**EXERCISE A:** List every clock time given in the Thursday account.
**EXERCISE B:** Summarize the Thursday account in two sentences.
**EXERCISE C:** Please carry on the Thursday account from its last sentence.

**EXERCISE PASSAGE:**
╭──
So Thursday (where we left off), the morning started with a heavy thunderstorm blowing through. This delayed our departure by an hour, but I didn't go back to sleep. We got to the project area around 9:30 to a light drizzle and a rapidly dropping temperature. By the time we finished the first mile stretch (11 am) the sky had cleared and the thermometer read 39 degrees. I was having horrible chills in my chest and coughing up all sorts of gross stuff. Walked a little more, then around noon my co-worker made me take a break in the truck. I really needed it, as i was fading and really hurting. She finished up the part we had started, and then we drove over to the "easy" part. It was easy mostly because it was already cleared for overhead power lines, so all we really had to do was walk. Unfortunately, both segments would have to be done as a "walk in/walk out" because the access roads were too muddy to drive.But I soldiered on. Sure, I sat on my screen a few times to catch my wind, and I didn't carry a shovel, but I did over 2 miles on that second segment, and we got it all done. And then I went to the hotel, took some nyquil, and stayed in bed for the rest of the evening!
╰──
**SOURCE MATERIAL:**
╭──
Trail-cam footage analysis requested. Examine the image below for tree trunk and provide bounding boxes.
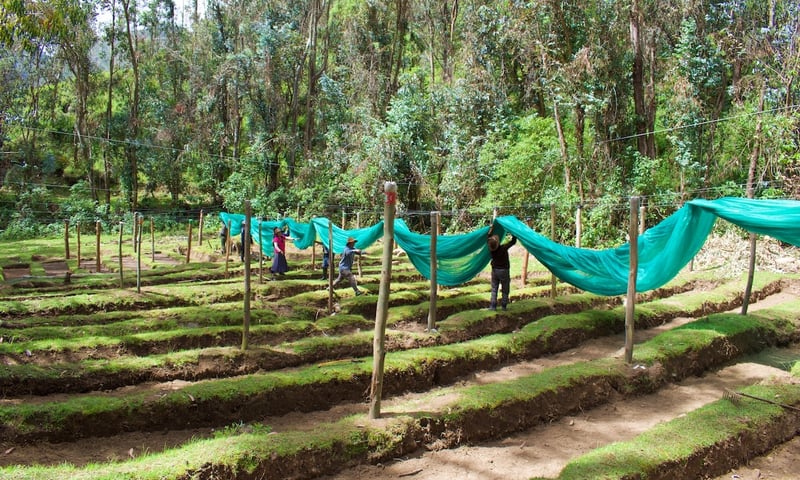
[122,0,140,210]
[103,0,117,213]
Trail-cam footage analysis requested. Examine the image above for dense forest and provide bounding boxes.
[0,0,800,245]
╰──
**TASK OUTPUT A:**
around 9:30
11 am
around noon

**TASK OUTPUT B:** A morning thunderstorm delayed departure by an hour, and the writer, suffering chills and a bad cough, took a break in the truck around noon while a co-worker finished the part they had started. The second, easier segment was already cleared for overhead power lines and had to be walked in and out because the access roads were too muddy; the writer covered over 2 miles of it before going to the hotel, taking NyQuil, and staying in bed for the evening.

**TASK OUTPUT C:**
So the sherd we found on the surface was not alone. All told, we found 7 sherds (including the original) in 5 shovel tests across 60 meters. That's actually a pretty low recovery, and suggests that the site is fairly insubstantial, at least within the narrow corridor where the pipeline is going. But it was something new and different, so I was pretty excited.
On Friday, we drove back and then I cleaned up the sherds so that Mary Jo might identify them. Then I came home, took Nyquil, and watched TV for the rest of the night. Tina went out with work folks and crashed at someone's house. Saturday, we sat together in misery on the sofa. I also went and picked up my new glasses (you can see them on my Facebook and Myspace pages). Not exactly what I wanted, but I'm getting used to them. Need to get them tightened.
Yesterday, I spent most of the day working on a secret project that I'll talk more about once it's finished! I might be slightly more Austin famous after this. Then I watched the NEW YORK GIANTS shock the world and humble the smug New England Patriots. If it couldn't be my beloved Packers, then I'm glad it was the Giants.
This week is back to the TxDOT grind, while Tina does biological survey work in Kenedy County. I'll use my time wisely, I promise, and I'll talk more about the project soon.